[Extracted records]
□ □ □ □ □ □ □

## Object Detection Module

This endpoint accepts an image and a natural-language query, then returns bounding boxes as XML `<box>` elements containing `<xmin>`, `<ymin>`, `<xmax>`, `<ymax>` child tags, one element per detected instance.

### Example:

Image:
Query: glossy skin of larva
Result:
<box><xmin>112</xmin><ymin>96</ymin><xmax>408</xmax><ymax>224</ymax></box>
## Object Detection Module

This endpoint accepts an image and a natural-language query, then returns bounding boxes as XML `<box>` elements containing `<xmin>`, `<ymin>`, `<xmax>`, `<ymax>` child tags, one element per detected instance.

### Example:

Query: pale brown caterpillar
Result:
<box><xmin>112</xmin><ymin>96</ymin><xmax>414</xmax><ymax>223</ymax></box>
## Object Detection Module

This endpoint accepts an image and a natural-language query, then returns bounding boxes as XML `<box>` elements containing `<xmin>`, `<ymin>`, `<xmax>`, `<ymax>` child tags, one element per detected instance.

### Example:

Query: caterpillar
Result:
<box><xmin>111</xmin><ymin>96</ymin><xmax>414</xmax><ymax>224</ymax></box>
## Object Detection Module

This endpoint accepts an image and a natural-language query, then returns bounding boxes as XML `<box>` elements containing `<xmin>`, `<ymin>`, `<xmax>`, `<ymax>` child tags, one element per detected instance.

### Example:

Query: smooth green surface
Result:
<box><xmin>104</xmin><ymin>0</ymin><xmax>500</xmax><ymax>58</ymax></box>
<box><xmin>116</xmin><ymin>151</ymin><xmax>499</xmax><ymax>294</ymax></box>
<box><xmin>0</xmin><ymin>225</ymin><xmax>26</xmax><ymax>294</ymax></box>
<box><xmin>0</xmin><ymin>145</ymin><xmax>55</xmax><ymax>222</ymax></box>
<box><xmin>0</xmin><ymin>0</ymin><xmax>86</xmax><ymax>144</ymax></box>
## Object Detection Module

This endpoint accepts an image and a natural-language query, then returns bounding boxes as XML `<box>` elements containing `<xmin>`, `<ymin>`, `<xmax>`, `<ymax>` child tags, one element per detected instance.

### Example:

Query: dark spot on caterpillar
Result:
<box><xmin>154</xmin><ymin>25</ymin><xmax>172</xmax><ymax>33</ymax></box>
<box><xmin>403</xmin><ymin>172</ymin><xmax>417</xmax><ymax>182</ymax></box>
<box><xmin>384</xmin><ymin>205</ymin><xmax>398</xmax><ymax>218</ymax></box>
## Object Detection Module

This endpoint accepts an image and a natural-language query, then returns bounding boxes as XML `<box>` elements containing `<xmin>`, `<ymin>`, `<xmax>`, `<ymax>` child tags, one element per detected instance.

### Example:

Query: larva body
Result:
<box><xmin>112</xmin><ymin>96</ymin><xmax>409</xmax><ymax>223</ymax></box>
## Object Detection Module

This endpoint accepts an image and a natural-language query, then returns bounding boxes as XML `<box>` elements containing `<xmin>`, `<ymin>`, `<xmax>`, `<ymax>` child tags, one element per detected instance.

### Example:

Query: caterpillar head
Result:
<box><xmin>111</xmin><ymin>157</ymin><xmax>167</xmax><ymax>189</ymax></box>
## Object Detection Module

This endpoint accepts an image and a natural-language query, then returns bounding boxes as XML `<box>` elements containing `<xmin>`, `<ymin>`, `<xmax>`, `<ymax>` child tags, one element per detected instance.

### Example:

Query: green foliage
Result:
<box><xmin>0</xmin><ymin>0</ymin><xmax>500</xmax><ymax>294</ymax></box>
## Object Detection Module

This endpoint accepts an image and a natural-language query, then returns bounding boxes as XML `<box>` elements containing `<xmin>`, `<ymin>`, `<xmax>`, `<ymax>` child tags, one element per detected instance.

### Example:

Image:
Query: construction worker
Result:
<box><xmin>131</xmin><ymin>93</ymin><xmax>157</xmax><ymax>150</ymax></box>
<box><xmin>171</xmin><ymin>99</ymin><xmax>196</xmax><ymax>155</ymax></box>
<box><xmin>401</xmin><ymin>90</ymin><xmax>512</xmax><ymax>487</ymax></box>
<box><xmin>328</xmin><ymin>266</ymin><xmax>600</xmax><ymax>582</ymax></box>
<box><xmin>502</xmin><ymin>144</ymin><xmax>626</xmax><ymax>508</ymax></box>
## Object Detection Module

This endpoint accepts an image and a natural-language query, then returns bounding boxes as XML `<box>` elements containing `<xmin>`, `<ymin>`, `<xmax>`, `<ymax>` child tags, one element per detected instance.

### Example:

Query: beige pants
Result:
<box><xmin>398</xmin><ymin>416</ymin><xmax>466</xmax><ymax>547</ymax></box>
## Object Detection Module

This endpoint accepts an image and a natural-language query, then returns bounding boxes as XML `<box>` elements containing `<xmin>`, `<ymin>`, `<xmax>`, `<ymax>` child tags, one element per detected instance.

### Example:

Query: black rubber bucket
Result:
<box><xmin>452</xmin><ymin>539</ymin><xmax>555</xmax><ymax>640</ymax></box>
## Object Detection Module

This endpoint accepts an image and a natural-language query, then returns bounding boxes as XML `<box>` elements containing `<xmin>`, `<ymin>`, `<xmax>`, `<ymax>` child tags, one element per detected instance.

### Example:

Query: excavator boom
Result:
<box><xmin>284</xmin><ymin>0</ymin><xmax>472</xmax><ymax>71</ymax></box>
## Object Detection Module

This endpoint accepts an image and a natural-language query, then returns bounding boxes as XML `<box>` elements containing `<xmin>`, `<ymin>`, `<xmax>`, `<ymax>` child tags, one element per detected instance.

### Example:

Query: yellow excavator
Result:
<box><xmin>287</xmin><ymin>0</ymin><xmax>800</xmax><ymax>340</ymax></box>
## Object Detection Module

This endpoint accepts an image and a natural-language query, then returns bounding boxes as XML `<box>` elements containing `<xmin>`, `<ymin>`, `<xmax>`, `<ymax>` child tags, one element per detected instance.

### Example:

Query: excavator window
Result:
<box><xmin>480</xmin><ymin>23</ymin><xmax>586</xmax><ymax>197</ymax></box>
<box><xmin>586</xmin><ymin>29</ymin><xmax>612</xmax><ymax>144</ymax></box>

□ □ □ □ □ □ □

■ **Given problem**
Print the complete listing again, exactly as it stands.

■ **Task response**
## Object Detection Module

This endpoint accepts an image and a natural-language query, then returns bounding boxes as XML `<box>` elements containing `<xmin>`, `<ymin>`, `<xmax>`, `<ymax>` child tags, one element per detected instance.

### Example:

Image:
Query: glossy skin of larva
Result:
<box><xmin>112</xmin><ymin>96</ymin><xmax>408</xmax><ymax>224</ymax></box>
## Object Detection Module

This endpoint accepts an image and a natural-language query, then returns bounding boxes as XML `<box>` elements containing `<xmin>`, `<ymin>`, `<xmax>`, `<ymax>` child tags, one element per detected instance.

### Example:

Query: pale brown caterpillar
Result:
<box><xmin>112</xmin><ymin>96</ymin><xmax>414</xmax><ymax>223</ymax></box>
## Object Detection Module

This endpoint accepts an image and a natural-language query, then returns bounding boxes as XML `<box>` elements containing `<xmin>`, `<ymin>`, `<xmax>`, `<ymax>` child tags, one element per detected instance.

### Example:

Query: caterpillar
Result:
<box><xmin>111</xmin><ymin>96</ymin><xmax>414</xmax><ymax>224</ymax></box>
## Object Detection Module

This endpoint accepts an image and a natural-language query, then returns bounding boxes as XML `<box>` elements containing `<xmin>`, `<ymin>`, `<xmax>`, `<ymax>` child tags, one element per detected instance.

### Example:

Query: smooth green surface
Result:
<box><xmin>104</xmin><ymin>0</ymin><xmax>500</xmax><ymax>58</ymax></box>
<box><xmin>116</xmin><ymin>151</ymin><xmax>499</xmax><ymax>294</ymax></box>
<box><xmin>0</xmin><ymin>225</ymin><xmax>26</xmax><ymax>294</ymax></box>
<box><xmin>0</xmin><ymin>145</ymin><xmax>55</xmax><ymax>222</ymax></box>
<box><xmin>0</xmin><ymin>0</ymin><xmax>86</xmax><ymax>144</ymax></box>
## Object Detection Module

This endpoint accepts an image and a natural-language query, then returns bounding boxes as XML `<box>` elements containing `<xmin>`, `<ymin>`, `<xmax>`, `<ymax>` child tags, one element per detected instance.

### Example:

Query: dark spot on caterpillar
Result:
<box><xmin>154</xmin><ymin>25</ymin><xmax>172</xmax><ymax>33</ymax></box>
<box><xmin>403</xmin><ymin>172</ymin><xmax>417</xmax><ymax>182</ymax></box>
<box><xmin>384</xmin><ymin>205</ymin><xmax>398</xmax><ymax>218</ymax></box>
## Object Detection Module

This endpoint accepts an image and a natural-language query, then returns bounding boxes as XML `<box>` elements containing `<xmin>`, `<ymin>`, `<xmax>`, `<ymax>` child tags, one element per detected instance.

### Example:

Query: larva body
Result:
<box><xmin>112</xmin><ymin>96</ymin><xmax>409</xmax><ymax>223</ymax></box>
## Object Detection Module

This endpoint accepts an image and a natural-language query, then returns bounding boxes as XML `<box>` elements containing `<xmin>`, `<ymin>`, `<xmax>`, `<ymax>` child tags, one element per detected instance.

### Example:

Query: caterpillar head
Result:
<box><xmin>111</xmin><ymin>157</ymin><xmax>167</xmax><ymax>189</ymax></box>
## Object Detection Module

This endpoint accepts an image and a natural-language query, then returns bounding boxes as XML `<box>` elements containing `<xmin>`, `<ymin>`, `<xmax>`, `<ymax>` child tags, one element per detected instance.

### Example:

Query: green foliage
Result:
<box><xmin>0</xmin><ymin>0</ymin><xmax>500</xmax><ymax>294</ymax></box>
## Object Detection Module

This endpoint accepts an image and a natural-language query, then returns bounding boxes as XML `<box>` elements containing `<xmin>`, `<ymin>`, `<xmax>`, `<ymax>` child tags, one element per detected instance.

### Example:

Image:
Query: construction worker
Result:
<box><xmin>131</xmin><ymin>93</ymin><xmax>157</xmax><ymax>150</ymax></box>
<box><xmin>171</xmin><ymin>99</ymin><xmax>196</xmax><ymax>155</ymax></box>
<box><xmin>401</xmin><ymin>90</ymin><xmax>512</xmax><ymax>487</ymax></box>
<box><xmin>328</xmin><ymin>266</ymin><xmax>600</xmax><ymax>582</ymax></box>
<box><xmin>502</xmin><ymin>144</ymin><xmax>626</xmax><ymax>508</ymax></box>
## Object Detection Module

This endpoint accepts an image and a natural-language query, then returns bounding boxes as XML `<box>` elements containing `<xmin>`, `<ymin>`, `<xmax>`, `<ymax>` child tags, one element per detected instance.

### Example:

Query: beige pants
Result:
<box><xmin>398</xmin><ymin>416</ymin><xmax>466</xmax><ymax>547</ymax></box>
## Object Detection Module

This endpoint accepts an image and a natural-language query, then returns bounding boxes as XML `<box>` elements containing `<xmin>`, `<ymin>`, `<xmax>`, `<ymax>` child tags, one element per detected instance.

### Example:

Query: black rubber bucket
Result:
<box><xmin>452</xmin><ymin>539</ymin><xmax>555</xmax><ymax>640</ymax></box>
## Object Detection Module

This endpoint accepts an image and a natural-language query, then returns bounding boxes as XML `<box>` elements containing `<xmin>`, `<ymin>`, `<xmax>`, `<ymax>` child tags, one element per detected instance.

### Example:

Query: excavator boom
Result:
<box><xmin>284</xmin><ymin>0</ymin><xmax>472</xmax><ymax>71</ymax></box>
## Object Detection Module

This endpoint accepts an image and a natural-language query, then returns bounding boxes as XML `<box>` elements containing `<xmin>`, `<ymin>`, `<xmax>`, `<ymax>` child tags, one element per detected instance.

### Example:

Query: yellow excavator
Result:
<box><xmin>287</xmin><ymin>0</ymin><xmax>800</xmax><ymax>340</ymax></box>
## Object Detection Module

This endpoint accepts an image and a natural-language query, then returns bounding boxes as XML `<box>` elements containing `<xmin>`, `<ymin>`, `<xmax>`, `<ymax>` child tags, one element per detected instance.

### Example:

Query: excavator window
Result:
<box><xmin>480</xmin><ymin>23</ymin><xmax>586</xmax><ymax>197</ymax></box>
<box><xmin>586</xmin><ymin>29</ymin><xmax>612</xmax><ymax>144</ymax></box>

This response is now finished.